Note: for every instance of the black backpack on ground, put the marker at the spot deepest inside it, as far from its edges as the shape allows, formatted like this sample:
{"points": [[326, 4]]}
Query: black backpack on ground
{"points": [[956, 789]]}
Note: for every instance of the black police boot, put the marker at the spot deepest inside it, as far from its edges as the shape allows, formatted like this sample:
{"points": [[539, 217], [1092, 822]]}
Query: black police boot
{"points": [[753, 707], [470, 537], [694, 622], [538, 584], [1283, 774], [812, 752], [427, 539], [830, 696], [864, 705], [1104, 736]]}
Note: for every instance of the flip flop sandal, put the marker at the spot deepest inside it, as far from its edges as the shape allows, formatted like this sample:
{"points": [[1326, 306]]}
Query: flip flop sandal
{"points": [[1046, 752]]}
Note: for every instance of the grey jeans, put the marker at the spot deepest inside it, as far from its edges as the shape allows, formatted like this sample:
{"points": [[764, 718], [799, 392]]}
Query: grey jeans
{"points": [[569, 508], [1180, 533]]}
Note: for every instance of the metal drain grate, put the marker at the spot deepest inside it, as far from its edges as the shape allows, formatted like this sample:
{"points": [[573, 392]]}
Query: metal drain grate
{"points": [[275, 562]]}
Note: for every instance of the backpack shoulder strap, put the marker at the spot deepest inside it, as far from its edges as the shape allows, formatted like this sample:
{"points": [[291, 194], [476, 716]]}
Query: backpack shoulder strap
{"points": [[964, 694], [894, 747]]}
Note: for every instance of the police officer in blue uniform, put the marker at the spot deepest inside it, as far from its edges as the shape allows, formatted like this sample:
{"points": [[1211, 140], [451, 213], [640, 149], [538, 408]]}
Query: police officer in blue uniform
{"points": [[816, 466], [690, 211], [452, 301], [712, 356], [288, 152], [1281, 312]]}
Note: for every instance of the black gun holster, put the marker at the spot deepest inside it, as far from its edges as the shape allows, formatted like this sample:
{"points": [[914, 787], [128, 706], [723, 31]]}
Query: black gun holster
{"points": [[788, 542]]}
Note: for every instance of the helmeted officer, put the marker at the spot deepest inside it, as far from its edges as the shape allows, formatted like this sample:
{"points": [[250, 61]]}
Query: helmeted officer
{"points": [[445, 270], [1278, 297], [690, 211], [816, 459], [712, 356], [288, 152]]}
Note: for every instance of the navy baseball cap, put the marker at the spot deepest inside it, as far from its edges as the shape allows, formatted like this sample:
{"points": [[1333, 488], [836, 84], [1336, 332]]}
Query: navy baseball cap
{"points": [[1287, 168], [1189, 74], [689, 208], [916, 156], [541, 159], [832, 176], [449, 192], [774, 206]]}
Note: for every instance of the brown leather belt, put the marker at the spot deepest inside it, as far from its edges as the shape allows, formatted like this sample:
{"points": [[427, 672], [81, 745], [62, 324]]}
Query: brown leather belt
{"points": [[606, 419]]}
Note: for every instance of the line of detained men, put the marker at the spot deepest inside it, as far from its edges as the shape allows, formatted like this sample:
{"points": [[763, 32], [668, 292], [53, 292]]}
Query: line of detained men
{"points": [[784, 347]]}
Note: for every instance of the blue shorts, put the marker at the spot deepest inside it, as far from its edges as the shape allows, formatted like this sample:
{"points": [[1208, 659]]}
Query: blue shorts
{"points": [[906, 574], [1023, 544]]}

---

#### Work required
Copy every item above word for word, without changing anything.

#### Expected answer
Note: for every instance of the black backpack on ground, put the marker at the spot deepest inside it, as far from its edges as the shape allows, formatted like this sample:
{"points": [[326, 4]]}
Query: black backpack on ground
{"points": [[956, 789]]}
Note: for every instance of the black police boot, put the marker at the spot deepest inside it, as far from its edges as the shape allows, formatted like this sample:
{"points": [[539, 217], [1092, 822]]}
Query: black police boot
{"points": [[753, 707], [470, 537], [694, 622], [538, 584], [1283, 774], [812, 752], [427, 539], [830, 696], [864, 705], [1104, 736]]}
Note: for every instance of the flip flop sandal, put the marker at the spot deepest inside it, as far from its edges as the shape allows, formatted like this sample:
{"points": [[1326, 306]]}
Query: flip flop sandal
{"points": [[1046, 752]]}
Note: for every instance of the grey jeans, put the marker at the spot deepest inside it, as far from its edges as the shape allows, formatted like this sample:
{"points": [[764, 718], [799, 392]]}
Query: grey jeans
{"points": [[569, 508], [1180, 533]]}
Note: for every instance of the metal drain grate, put the marker at the spot deepest inside it, as far from its edges as the shape allows, formatted like this sample:
{"points": [[573, 392]]}
Query: metal drain grate
{"points": [[275, 562]]}
Note: for every instance of the backpack shoulder strap, put the marker at the spot deepest inside it, as far from its edges as the shape allows, formatted like this sample:
{"points": [[291, 194], [476, 716]]}
Query: backpack shoulder strap
{"points": [[964, 694], [894, 747]]}
Note: for every instance of the police officer in blue uniform, put the marker at the spot deepest inside it, as far from its edges as the shape allows, formatted like this sample:
{"points": [[1211, 140], [451, 213], [640, 149], [538, 408]]}
Query: police officer in blue uniform
{"points": [[816, 466], [690, 211], [452, 301], [712, 356], [288, 152], [1281, 312]]}
Note: for every instance of the black gun holster, put the marker at the spot deepest inside it, as far from its edges as the shape allows, formatted like this sample:
{"points": [[914, 787], [128, 706], [723, 31]]}
Query: black gun holster
{"points": [[788, 542]]}
Note: for every instance of the helmeted officer, put the marker at the spot deepest inside it, as far from its edges as the shape allows, formatted like this sample:
{"points": [[250, 61]]}
Query: helmeted officer
{"points": [[445, 270], [1278, 297], [690, 211], [816, 459], [712, 356], [288, 152]]}
Note: for every instance of the navy baseball cap, put the marker at the spot deepest inside it, as far from its edges as the shape allows, formatted like this sample:
{"points": [[1333, 488], [836, 84], [1336, 332]]}
Query: navy baseball cap
{"points": [[1287, 168], [1189, 74], [689, 208], [916, 156], [541, 159], [832, 176], [449, 192], [774, 206]]}
Note: for every instance of the brown leather belt, put the marker at the spot deepest inside it, as far from its edges as the shape allows, formatted like this sample:
{"points": [[427, 672], [81, 745], [62, 324]]}
Query: brown leather belt
{"points": [[606, 419]]}
Note: for every instance of the line of detained men, put the marker at the spot deepest inside it, as far from its edges as the shape allows, formatted like this sample:
{"points": [[763, 32], [668, 292], [53, 292]]}
Query: line of detained men
{"points": [[784, 347]]}
Note: for every instance of the blue shorts, put the marker at the spot deepest inside it, as far from its edges as the shape allows, formatted like this sample:
{"points": [[1208, 659]]}
Query: blue shorts
{"points": [[906, 574], [1023, 544]]}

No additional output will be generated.